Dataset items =

━━━━━━━━━━━━━━━━━━━━━━━━━━━━━━

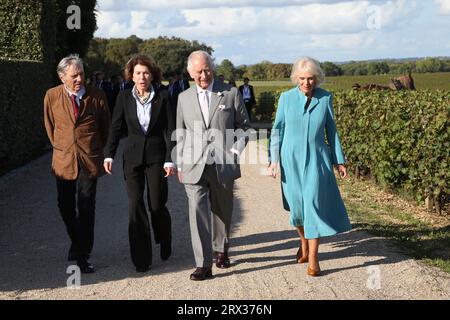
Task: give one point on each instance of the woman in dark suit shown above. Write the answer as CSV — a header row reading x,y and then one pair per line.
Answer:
x,y
145,109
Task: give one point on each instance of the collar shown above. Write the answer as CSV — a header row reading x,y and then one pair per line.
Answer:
x,y
135,96
209,89
78,94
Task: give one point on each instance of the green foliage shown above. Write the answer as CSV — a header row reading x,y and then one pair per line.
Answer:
x,y
378,68
429,65
20,30
111,55
28,34
331,69
402,138
227,69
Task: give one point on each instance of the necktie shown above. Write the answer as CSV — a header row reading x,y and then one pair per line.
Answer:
x,y
74,105
204,105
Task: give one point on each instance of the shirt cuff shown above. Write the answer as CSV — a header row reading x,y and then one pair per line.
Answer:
x,y
234,151
168,165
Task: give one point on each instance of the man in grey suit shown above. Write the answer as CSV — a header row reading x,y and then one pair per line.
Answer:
x,y
211,133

━━━━━━━━━━━━━━━━━━━━━━━━━━━━━━

WHAT YOU SHOULD DO =
Could you restate the entries word for word, skipping any pictures?

EXERCISE OUTPUT =
Task: give one point on each instance of the woman in dark suit shown above. Write the answer as CSV — a header row reading x,y and then one pair per line.
Answer:
x,y
145,109
Task: give one point on each instance of the collar shown above. Write the answer as CSV — a header row reading x,y and then one pair per line.
Answer:
x,y
135,96
209,89
78,94
Task: give one point on each instance of the green foliage shown above. Write the answer as CSV — a header row reading x,y and then one pair per line.
Answer:
x,y
378,68
429,65
20,30
111,55
28,34
331,69
402,138
227,69
Task: give one point on each instance of the necktie shown above. Write the answer as CSV — a header row reading x,y and then one pair per line.
Answer:
x,y
74,105
204,105
Task: give one point on each instance of the shirt cuff shown above. Write the answer as CSV — a header row reading x,y and then one pair per line.
Answer:
x,y
234,151
168,165
Task: give one point on each instance of the man in grey suit shown above. Write the answer as CSV — a header row reading x,y and then one pair per line.
Answer:
x,y
211,133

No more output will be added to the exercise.